(EXTRACTED TEXT):
┌──
Regarding the activation functions, during the hyper
parameter tuning the ones selected were ‘identity’- a
no-op activation, which returns f(x) = x and ‘relu’- the
rectified linear unit functions, which returns f(x) =
max (0, x).
The concept of random forest is drawn from a
collection of decision trees. Decision trees are a
simple algorithm with data mining applications,
where a tree shaped model progressively grows
splitting into branches based on the information held
by the variables. Random forests are an ensemble of
many of these decision trees, i.e. bootstrapping many
decision trees achieves a better overall result, because
decision trees are quite prone to overfitting the
training data (Kam Ho, 1995).
The stochastic gradient descent is a common
method for optimizing the training of several machine
learning algorithms. As mentioned, it is used in both
the multi-layer perceptron and logistic regression
approach available in the SKlearn library. This away
it is possible to use the gradient descent as the method
of learning, where the loss, i.e. the way the error is
calculator during training, is associated with another
machine learning algorithm. This enables more
control on the optimization and less computational
drawbacks for the cost of a higher number of
parameters (Scikit-learn, 2018a, Mei, Montanari &
Nguyen, 2018).
During the parameter tuning, the loss function that
was deemed most efficient was ‘log’ associated with
the logistic regression. Therefore, for this algorithm
the error used for training will resemble a normal
logistic regression, already described previously.
└──
(REQUESTS):
[1] According to the machine learning excerpt above, why do random forests combine many decision trees instead of relying on a single one? Answer in one to three sentences.
[2] In the machine learning excerpt above, which two activation functions were selected during hyperparameter tuning?

(INFORMATION SHOWN):
┌──
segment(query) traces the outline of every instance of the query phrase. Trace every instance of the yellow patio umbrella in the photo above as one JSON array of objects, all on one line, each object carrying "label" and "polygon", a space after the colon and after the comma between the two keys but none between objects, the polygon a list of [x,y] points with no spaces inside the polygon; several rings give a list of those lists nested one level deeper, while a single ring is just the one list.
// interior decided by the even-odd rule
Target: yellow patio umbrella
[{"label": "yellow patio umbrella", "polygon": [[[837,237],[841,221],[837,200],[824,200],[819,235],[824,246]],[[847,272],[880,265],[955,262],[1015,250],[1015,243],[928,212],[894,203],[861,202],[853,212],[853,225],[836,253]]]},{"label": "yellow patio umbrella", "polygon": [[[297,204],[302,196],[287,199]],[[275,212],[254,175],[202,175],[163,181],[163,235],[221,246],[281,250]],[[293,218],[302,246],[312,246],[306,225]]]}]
└──
(SOLUTION LIST):
[1] Decision trees are quite prone to overfitting the training data. Bootstrapping many of them into an ensemble gives a better overall result.

[2] 'identity' and 'relu'